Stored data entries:
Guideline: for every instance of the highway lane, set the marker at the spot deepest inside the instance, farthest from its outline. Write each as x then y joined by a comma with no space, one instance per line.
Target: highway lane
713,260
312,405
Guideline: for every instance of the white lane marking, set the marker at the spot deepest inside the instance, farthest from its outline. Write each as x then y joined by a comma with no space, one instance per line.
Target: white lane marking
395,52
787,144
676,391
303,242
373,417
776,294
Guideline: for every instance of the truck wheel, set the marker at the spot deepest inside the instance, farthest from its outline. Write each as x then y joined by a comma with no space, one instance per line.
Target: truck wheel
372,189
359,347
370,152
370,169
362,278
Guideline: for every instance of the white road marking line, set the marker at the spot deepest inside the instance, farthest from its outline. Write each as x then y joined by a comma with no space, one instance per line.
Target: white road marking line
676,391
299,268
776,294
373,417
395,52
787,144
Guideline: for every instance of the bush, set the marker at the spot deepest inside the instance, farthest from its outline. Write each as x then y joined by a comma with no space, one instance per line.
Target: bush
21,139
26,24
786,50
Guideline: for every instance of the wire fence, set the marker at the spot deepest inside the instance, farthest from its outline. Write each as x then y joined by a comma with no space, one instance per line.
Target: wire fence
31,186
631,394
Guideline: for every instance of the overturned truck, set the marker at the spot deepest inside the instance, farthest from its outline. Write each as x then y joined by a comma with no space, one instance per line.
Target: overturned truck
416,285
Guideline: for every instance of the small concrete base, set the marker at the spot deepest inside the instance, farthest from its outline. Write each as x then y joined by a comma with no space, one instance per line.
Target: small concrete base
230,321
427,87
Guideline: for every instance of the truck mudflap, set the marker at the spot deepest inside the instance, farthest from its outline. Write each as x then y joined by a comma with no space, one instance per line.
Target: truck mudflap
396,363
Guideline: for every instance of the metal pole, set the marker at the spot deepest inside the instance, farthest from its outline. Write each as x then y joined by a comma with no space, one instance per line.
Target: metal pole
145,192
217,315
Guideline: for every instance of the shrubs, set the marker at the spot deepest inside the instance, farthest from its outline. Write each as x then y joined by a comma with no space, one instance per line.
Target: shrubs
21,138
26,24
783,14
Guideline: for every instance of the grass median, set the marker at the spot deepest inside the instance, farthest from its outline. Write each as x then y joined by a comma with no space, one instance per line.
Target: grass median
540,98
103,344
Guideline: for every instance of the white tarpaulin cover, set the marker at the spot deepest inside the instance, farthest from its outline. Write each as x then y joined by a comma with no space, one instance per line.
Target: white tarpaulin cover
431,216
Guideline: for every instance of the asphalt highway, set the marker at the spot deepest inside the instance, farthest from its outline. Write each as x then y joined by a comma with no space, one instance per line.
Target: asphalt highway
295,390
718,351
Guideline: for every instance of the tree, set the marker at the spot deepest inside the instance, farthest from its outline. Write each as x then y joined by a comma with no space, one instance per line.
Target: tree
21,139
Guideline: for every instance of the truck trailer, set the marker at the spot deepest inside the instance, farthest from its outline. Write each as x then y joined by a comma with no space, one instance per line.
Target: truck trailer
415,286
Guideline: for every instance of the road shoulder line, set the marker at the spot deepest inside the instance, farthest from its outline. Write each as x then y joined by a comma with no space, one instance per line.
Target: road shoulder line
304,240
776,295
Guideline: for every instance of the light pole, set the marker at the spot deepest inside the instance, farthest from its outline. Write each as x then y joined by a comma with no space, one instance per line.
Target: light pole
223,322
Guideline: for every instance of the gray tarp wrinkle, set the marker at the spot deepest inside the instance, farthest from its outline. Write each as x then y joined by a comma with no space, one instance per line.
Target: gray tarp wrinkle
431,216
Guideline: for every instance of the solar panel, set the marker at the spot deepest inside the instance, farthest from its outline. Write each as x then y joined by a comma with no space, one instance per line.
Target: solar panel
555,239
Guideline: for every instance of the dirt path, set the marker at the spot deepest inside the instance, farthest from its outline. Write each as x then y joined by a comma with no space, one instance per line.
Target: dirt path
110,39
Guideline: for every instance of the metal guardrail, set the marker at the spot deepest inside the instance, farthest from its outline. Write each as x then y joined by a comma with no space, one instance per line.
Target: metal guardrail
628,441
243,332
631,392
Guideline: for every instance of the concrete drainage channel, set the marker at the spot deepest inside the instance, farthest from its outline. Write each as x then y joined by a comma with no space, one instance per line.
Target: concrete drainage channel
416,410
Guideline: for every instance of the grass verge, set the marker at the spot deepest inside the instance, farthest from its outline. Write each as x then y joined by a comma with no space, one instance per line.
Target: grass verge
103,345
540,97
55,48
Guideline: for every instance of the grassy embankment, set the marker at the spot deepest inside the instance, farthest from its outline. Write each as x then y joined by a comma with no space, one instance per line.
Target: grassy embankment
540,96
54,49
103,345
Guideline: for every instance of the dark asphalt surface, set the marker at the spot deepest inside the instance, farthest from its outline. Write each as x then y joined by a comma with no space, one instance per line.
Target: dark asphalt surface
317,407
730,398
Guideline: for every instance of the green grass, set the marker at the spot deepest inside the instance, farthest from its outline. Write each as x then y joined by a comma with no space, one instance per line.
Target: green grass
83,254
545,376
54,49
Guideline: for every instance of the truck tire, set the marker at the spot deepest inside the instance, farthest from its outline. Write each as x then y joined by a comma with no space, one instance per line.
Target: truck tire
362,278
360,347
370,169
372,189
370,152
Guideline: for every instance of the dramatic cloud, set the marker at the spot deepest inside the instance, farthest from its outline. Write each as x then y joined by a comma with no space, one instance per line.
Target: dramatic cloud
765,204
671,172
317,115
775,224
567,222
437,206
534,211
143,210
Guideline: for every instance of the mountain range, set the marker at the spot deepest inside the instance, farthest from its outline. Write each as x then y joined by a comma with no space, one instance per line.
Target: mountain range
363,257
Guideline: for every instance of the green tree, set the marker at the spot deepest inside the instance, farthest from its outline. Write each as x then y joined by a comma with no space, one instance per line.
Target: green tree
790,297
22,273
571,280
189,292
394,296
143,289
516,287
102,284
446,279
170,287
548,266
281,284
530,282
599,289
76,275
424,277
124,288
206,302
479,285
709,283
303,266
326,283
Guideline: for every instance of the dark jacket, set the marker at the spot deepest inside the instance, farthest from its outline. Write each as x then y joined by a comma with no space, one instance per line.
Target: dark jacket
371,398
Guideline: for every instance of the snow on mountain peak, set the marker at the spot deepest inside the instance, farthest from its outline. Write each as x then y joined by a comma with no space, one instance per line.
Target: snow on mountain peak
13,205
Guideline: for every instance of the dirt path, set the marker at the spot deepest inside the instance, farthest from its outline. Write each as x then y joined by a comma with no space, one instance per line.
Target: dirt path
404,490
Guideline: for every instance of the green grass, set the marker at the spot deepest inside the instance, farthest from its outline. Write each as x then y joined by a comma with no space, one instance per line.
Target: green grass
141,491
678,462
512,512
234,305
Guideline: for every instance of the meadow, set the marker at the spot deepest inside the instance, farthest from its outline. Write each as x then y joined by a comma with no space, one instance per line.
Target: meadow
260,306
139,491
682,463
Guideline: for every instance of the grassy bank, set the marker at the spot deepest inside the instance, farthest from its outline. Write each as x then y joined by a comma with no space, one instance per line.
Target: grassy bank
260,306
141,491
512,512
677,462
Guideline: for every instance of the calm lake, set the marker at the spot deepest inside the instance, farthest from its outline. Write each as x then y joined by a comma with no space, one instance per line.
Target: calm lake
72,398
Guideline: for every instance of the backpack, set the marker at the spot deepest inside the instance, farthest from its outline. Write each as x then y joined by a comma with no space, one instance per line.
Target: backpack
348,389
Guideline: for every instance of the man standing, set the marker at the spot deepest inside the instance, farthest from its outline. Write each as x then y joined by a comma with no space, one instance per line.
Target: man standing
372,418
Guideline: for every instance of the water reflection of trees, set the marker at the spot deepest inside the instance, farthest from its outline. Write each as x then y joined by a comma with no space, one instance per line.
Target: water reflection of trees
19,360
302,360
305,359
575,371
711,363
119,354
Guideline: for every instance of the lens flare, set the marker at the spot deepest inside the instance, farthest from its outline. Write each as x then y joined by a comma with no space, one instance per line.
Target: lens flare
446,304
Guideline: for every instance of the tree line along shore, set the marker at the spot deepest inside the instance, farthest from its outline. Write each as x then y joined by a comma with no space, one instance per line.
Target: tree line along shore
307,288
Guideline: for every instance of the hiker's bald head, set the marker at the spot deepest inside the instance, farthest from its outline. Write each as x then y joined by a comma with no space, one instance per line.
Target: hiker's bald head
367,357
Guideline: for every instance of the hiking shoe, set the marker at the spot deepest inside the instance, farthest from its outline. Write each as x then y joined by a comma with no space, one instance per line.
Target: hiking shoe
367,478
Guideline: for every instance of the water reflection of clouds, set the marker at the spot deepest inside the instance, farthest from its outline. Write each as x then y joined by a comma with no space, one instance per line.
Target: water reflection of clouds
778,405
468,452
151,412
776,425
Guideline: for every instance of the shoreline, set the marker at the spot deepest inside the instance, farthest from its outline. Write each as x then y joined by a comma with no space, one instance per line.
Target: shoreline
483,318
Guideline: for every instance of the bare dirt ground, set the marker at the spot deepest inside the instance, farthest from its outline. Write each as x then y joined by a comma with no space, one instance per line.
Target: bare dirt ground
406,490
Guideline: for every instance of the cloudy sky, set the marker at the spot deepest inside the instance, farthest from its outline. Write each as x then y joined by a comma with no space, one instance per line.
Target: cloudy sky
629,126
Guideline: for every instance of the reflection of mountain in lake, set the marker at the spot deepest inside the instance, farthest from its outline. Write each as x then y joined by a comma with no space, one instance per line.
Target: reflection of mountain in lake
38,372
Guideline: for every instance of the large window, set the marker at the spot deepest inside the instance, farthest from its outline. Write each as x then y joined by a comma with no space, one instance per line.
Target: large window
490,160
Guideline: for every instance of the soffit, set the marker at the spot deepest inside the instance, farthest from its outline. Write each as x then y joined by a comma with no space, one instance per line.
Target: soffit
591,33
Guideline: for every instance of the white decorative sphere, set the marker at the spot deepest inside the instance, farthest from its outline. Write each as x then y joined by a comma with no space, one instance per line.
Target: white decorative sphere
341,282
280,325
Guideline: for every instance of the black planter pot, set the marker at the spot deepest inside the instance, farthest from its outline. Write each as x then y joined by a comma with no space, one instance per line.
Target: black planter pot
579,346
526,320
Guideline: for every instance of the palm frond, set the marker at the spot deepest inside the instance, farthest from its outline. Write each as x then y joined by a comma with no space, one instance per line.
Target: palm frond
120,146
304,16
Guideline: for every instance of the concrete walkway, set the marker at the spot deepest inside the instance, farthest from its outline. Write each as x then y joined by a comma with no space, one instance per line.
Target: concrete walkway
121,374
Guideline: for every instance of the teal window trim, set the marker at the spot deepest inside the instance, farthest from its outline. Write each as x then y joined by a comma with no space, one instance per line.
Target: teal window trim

# [To do]
Your answer should be the exact lines above from the one with "Target: small concrete base" through the one with "Guideline: for every instance of the asphalt", both included, and nothing besides.

# [Answer]
Target: small concrete base
230,321
427,87
Guideline: for every instance of the truck mudflap, set the marker at the spot deepest inside the instance, farthest from its outline. Write each as x then y joined by a comma with no space, one instance per line.
Target: truck mudflap
396,363
Guideline: for every instance of the metal pole, set the marker at the spot deepest inside the instance, farthest from its outline. Write each as x then y joined by a comma with no space, one instance per line.
Target: metal pole
145,192
217,315
Guideline: for every instance of the shrubs, set the marker at the spot deepest inside the instance, farthest from its outline. Write each as x then y joined by a comma with no space, one instance per line.
Target: shrubs
21,138
26,24
783,14
Guideline: for every instance of the grass median, set the marker at the spot deepest inside the instance, farthest from its outline. Write each as x then y joined by a comma with no space, one instance per line.
Target: grass median
540,98
103,344
Guideline: for every instance of the white tarpaulin cover, set the marker at the spot deepest inside the instance, farthest from its outline. Write each as x then y joined by a comma with no space, one instance per line.
Target: white tarpaulin cover
431,216
Guideline: for every instance of the asphalt highway, set the marker at the spot deepest inside the instance, farthest from its outline. Write each as x then y joined by a comma with no space, one instance per line.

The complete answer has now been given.